From the line containing "Target = white ball with red markings" through the last line of the data, return those lines exactly as written and nothing more.

----

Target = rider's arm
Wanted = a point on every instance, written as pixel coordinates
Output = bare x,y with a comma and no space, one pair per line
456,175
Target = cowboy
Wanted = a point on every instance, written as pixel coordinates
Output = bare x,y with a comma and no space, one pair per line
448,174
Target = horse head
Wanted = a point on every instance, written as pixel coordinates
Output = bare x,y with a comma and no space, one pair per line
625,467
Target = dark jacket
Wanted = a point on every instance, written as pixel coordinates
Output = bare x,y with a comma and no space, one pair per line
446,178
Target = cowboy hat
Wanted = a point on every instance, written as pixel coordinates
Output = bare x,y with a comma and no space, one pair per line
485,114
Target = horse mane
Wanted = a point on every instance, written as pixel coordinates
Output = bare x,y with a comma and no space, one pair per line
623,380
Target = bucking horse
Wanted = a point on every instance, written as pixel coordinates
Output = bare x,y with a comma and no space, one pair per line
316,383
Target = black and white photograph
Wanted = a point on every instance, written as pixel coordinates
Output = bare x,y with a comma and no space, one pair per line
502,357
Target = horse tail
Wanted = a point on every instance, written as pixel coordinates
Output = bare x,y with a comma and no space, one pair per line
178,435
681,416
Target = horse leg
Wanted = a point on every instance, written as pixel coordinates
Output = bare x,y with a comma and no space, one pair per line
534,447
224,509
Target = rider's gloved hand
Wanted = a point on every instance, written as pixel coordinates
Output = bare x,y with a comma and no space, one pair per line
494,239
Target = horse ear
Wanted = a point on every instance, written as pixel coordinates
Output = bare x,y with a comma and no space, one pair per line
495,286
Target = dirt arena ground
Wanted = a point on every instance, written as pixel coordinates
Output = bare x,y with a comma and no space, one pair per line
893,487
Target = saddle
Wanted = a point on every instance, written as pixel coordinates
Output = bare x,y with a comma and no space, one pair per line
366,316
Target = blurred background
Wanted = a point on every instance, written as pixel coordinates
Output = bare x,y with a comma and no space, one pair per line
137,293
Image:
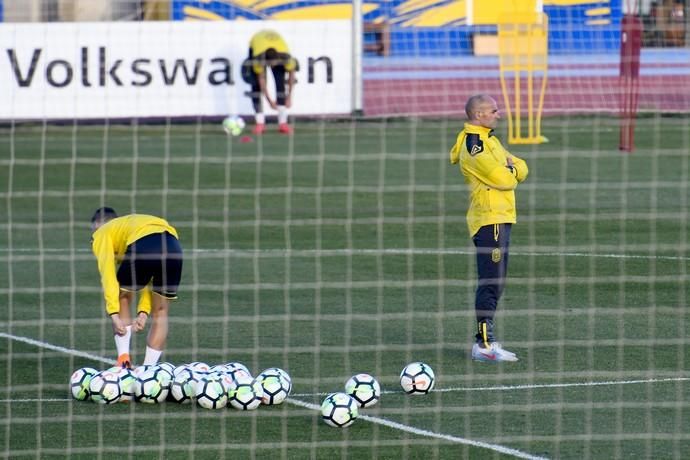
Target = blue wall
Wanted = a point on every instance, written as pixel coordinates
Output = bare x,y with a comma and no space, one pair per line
589,27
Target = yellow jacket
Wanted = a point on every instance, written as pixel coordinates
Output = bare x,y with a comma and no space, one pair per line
492,174
109,244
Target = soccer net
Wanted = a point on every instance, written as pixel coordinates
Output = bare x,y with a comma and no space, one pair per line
343,248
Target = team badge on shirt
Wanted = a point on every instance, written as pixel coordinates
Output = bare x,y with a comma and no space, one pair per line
474,144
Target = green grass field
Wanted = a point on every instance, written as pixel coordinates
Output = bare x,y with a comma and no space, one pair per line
343,249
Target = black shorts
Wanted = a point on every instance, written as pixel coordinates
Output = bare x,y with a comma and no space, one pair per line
155,259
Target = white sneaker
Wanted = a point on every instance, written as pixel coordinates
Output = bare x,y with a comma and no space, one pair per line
494,354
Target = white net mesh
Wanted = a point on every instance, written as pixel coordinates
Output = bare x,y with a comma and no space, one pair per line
343,249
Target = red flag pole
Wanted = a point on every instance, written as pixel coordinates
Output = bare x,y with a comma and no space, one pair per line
631,44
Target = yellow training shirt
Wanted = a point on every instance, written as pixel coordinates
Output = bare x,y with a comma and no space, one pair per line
109,244
485,164
263,41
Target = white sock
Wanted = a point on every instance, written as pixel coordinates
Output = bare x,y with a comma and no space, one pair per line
152,356
122,341
282,114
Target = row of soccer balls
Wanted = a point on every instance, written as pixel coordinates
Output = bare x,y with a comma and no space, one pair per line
232,383
362,390
211,387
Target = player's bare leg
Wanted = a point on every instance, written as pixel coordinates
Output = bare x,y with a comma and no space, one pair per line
159,329
122,328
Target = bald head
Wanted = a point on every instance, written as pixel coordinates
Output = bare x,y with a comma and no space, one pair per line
482,110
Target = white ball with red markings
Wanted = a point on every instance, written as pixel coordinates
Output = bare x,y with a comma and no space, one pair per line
417,378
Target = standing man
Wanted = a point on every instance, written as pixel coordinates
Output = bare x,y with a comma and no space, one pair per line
492,174
268,49
137,252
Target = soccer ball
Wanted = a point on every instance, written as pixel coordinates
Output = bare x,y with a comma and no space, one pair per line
281,373
339,410
152,385
211,393
236,370
218,369
79,383
167,366
105,387
233,125
417,379
183,386
127,380
275,387
245,393
364,388
199,367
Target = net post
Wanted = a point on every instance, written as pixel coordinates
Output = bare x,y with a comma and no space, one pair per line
357,82
629,82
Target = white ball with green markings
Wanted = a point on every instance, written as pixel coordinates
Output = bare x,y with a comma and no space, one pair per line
233,125
339,410
364,389
79,383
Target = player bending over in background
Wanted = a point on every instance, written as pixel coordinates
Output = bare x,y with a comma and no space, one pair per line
492,174
268,49
149,256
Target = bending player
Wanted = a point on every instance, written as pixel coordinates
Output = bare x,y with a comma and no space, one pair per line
137,252
268,49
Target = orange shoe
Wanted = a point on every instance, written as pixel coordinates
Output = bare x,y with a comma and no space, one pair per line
124,361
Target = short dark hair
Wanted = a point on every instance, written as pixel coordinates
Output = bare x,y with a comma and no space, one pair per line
103,214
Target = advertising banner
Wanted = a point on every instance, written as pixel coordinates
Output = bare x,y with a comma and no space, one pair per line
163,69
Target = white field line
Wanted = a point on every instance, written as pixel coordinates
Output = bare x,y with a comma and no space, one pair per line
295,402
383,251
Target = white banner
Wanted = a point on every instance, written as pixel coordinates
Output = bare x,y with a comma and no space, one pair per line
163,69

----

# Solution for this task
Target = white ball with red markings
Wanted = a point on every instance, written as pixel coordinates
Output = bare x,y with a comma and no space, one pair per line
417,378
Target = standing man
Wanted = a point on every instance, written as pixel coordinates
Output = bare x,y with a comma and no space, one pair per line
492,174
268,49
137,252
Target = soccer ball
Wanted = a point on every instance, written as pixel coordinates
Output = bare x,y with a comma and no space, one pair per line
281,373
339,410
152,385
211,393
236,370
218,369
79,383
167,366
105,387
233,125
417,379
183,386
127,380
275,387
245,393
364,388
199,367
Target = net post
Wanted = a point on every instance, written as pixel coordinates
Output = bare x,y with a comma and no space, one pair per line
357,82
629,82
Target = white ball with green markings
Wanted = a point on every instance, written as pixel coordinates
Output = bare x,y with a comma and no space, one pair per line
233,125
339,410
364,389
79,383
Target = player bending over in background
Wanted = a point on every instance, written as pixel coordinates
Output = bare x,y with a comma and no space, one pair per line
492,174
268,49
149,256
Target = bending player
Wanted = a point on every instance, written as pixel coordinates
Output = bare x,y with a comma and no space, one pair per line
137,252
268,49
Target = orange shoe
Wanted = a point on every instance, written as pixel coordinates
Output = bare x,y with a comma and no space, one pair per line
124,361
Target = short dark hair
Wanted = a point on every instance, written as pixel coordinates
Output = bare x,y with a comma and no space, one pair per line
103,214
Target = advertising banner
Wanted = a point on every instance, written as pixel coordinates
Output = bare x,y with a comma and no space, one pair per line
163,69
Target = white field line
Wanted = a point on every instance, written as pixel coordinates
Output = bare x,y with a comma and no space, one pair per line
295,402
383,251
Target = white banner
Wanted = a point on every instance, written as pixel coordinates
Output = bare x,y with a comma and no space, one pair per line
163,69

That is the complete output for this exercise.